• Testo fornito:
Roma, 27 dic. - Nelle stesse ore in cui la Corea del Nord chiudeva le frontiere, Kim Jong-Un rendeva noto che dividerà il potere con lo zio e i generali. Negli ultimi giorni si è parlato di grande insicurezza rispetto a una successione politica avvolta nell'incertezza.
La morte di Kim Jong-il era in bilancio da tempo; la designazione del terzogenito Kim Jong-Un, risale a oltre un anno e mezzo fa. La vera novità consiste nell'accelerazione degli eventi in una realta' locale non usa a molti e troppo rapidi cambiamenti. La chiusura delle frontiere è espressione di una nazione che esercita un controllo serrato sull'accesso al Paese, pertanto non ritengo che costituisca elemento indice di eccessiva preoccupazione. Allo stesso modo, non va enfatizzata troppo la sola tenuta del potere all'interno del regime nord-coreano, che presenta un quadro tutt'altro semplice e lineare soprattutto se guardiamo le cose in una prospettiva temporale più ampia. In una realtà così articolata e complessa, anche fattori culturali e storici, non solo l'attuale situazione, influenzano le modalità di esercizio del potere da parte dell'establishment.
E' lecito ipotizzare un indebolimento del potere di Pyongyang? Un regime debole potrebbe spianare la strada a Seul verso una riconquista della penisola coreana?

• Serie di compiti:
1. Nel testo fornito, con chi Kim Jong-Un ha reso noto che dividerà il potere?
2. In una o due frasi, spiega perché il testo fornito non considera la chiusura delle frontiere un indice di eccessiva preoccupazione.
3. Scrivi il seguito del testo fornito sulla successione al potere in Corea del Nord, cominciando dopo l'ultima domanda riportata.

• Righe di dati:

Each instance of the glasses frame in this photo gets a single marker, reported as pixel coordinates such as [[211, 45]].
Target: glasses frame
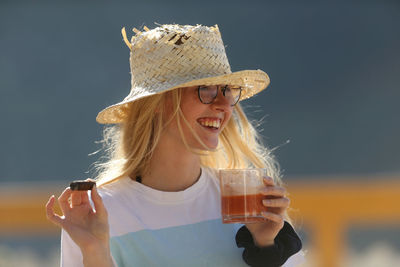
[[223, 89]]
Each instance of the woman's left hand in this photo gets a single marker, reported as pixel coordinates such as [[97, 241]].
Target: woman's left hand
[[276, 204]]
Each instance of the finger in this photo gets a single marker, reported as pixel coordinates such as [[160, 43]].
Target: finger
[[273, 217], [85, 197], [63, 200], [268, 180], [76, 198], [51, 216], [277, 191], [98, 202], [277, 202]]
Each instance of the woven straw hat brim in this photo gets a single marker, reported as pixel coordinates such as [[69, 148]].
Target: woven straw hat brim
[[251, 81]]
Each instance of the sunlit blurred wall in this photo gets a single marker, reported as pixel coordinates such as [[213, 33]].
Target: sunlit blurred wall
[[334, 69]]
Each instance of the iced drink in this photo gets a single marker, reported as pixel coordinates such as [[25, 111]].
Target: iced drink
[[241, 198]]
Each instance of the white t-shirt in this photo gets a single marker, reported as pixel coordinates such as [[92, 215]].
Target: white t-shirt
[[156, 228]]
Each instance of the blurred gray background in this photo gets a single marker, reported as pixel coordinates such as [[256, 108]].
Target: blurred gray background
[[334, 69]]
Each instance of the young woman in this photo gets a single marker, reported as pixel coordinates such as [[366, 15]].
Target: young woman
[[158, 198]]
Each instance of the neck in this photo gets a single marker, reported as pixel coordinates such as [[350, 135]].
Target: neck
[[172, 168]]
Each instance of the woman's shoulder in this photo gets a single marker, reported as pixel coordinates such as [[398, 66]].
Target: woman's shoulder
[[115, 188]]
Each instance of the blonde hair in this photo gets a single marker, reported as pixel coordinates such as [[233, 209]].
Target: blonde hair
[[129, 145]]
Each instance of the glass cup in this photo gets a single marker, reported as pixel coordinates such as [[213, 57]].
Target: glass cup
[[241, 198]]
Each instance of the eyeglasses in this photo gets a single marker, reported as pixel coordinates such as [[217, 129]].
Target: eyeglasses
[[207, 94]]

• Risposte scritte:
1. Con lo zio e i generali.

2. La chiusura delle frontiere è espressione di una nazione che esercita un controllo serrato sull'accesso al Paese. Per questo non viene considerata un segnale di eccessiva preoccupazione.

3.
Non sta sicuramente a me prevedere cosa possa accadere a Pyongyang. La successione a Kim Jong-il incarna, a mio avviso, l'esempio di una tradizione di articolazione del potere interno più complessa rispetto ad alcune schematizzazioni che circolano nella stampa occidentale. Nell'immaginario collettivo la Corea del Nord è percepita come un'area molto remota. Non è così: oggi, benché ancora in parte isolata, essa si situa al crocevia di Paesi caratterizzati da forti ritmi di crescita. Basti pensare alla Cina, con le città della fascia costiera settentrionale che si affacciano sul Mar Cinese. La collocazione della Corea del Nord al confine con aree ad alto dinamismo economico e forte livello di pressione demografica, è un elemento di importanza geo - strategica che spesso non viene tenuto nella giusta considerazione. Il problema dell'assetto politico non potrà nel lungo periodo non risentire della pressione ai confini e dell'evoluzione nell'intero nord est asiatico.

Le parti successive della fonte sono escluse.